═══ Material provided
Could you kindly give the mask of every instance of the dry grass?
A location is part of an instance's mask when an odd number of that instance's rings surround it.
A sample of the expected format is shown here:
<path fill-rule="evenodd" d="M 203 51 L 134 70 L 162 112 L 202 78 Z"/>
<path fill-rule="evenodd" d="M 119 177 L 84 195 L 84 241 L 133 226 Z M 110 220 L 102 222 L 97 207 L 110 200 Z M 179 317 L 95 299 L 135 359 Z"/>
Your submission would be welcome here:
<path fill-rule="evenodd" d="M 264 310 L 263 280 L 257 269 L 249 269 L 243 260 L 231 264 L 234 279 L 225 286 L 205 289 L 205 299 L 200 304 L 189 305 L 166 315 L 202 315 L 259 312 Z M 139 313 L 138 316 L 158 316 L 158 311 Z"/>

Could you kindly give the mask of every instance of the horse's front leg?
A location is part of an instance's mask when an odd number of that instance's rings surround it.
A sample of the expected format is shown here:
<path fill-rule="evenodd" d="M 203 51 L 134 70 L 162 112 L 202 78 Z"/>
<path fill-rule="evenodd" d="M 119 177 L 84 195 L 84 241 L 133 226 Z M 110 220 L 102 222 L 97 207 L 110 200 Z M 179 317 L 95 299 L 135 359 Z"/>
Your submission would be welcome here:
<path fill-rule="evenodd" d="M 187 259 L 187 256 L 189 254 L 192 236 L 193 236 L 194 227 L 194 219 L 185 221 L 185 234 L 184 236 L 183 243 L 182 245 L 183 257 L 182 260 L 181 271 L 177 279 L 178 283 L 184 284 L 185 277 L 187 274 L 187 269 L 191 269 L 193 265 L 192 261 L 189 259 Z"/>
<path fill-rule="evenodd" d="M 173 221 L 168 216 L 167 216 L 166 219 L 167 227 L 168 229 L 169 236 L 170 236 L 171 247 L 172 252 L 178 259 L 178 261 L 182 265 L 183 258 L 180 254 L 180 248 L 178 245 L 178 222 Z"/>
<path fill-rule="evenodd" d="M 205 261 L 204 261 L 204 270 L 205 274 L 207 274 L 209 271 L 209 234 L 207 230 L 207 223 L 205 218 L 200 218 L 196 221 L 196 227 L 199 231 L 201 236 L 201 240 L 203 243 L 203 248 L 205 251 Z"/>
══════
* Description of the task *
Reproduce all of the material above line for line, changing nothing.

* Answer *
Could you kindly give the mask of every instance of the dry grass?
A location is part of an instance's mask when an odd number of that instance's rings surround it.
A sample of the expected format is shown here:
<path fill-rule="evenodd" d="M 203 51 L 134 70 L 162 112 L 202 78 Z"/>
<path fill-rule="evenodd" d="M 119 177 L 84 195 L 84 241 L 133 226 Z M 110 220 L 102 222 L 97 207 L 110 200 Z M 179 317 L 95 299 L 135 359 Z"/>
Your submission would be welcome here:
<path fill-rule="evenodd" d="M 264 310 L 263 280 L 257 269 L 249 269 L 243 260 L 231 264 L 234 279 L 225 286 L 205 289 L 205 299 L 200 304 L 189 305 L 166 315 L 202 315 L 259 312 Z M 139 313 L 138 316 L 158 316 L 158 311 Z"/>

Could you kindly give the mask of every instance of the horse's front leg?
A location is part of an instance's mask when an odd number of that instance's rings surround it.
A sample of the expected format is shown here:
<path fill-rule="evenodd" d="M 203 51 L 134 70 L 162 112 L 202 78 Z"/>
<path fill-rule="evenodd" d="M 119 177 L 84 195 L 84 241 L 133 226 Z M 110 220 L 102 222 L 97 207 L 110 200 Z M 179 317 L 95 299 L 135 359 Z"/>
Your submission would be welcome here:
<path fill-rule="evenodd" d="M 187 259 L 187 256 L 189 254 L 192 236 L 193 236 L 194 227 L 194 219 L 185 221 L 185 234 L 184 236 L 183 243 L 182 245 L 183 257 L 182 260 L 181 271 L 177 279 L 178 283 L 184 284 L 185 277 L 187 274 L 187 269 L 191 269 L 193 265 L 192 261 L 189 259 Z"/>
<path fill-rule="evenodd" d="M 173 221 L 168 216 L 167 216 L 166 219 L 167 227 L 168 229 L 169 236 L 170 236 L 171 247 L 172 252 L 178 259 L 178 261 L 182 265 L 183 258 L 180 254 L 180 248 L 178 245 L 178 222 Z"/>
<path fill-rule="evenodd" d="M 205 261 L 204 261 L 204 270 L 205 274 L 207 274 L 209 271 L 209 234 L 207 230 L 207 223 L 205 218 L 200 218 L 196 221 L 196 227 L 199 231 L 201 236 L 201 240 L 203 243 L 203 248 L 205 251 Z"/>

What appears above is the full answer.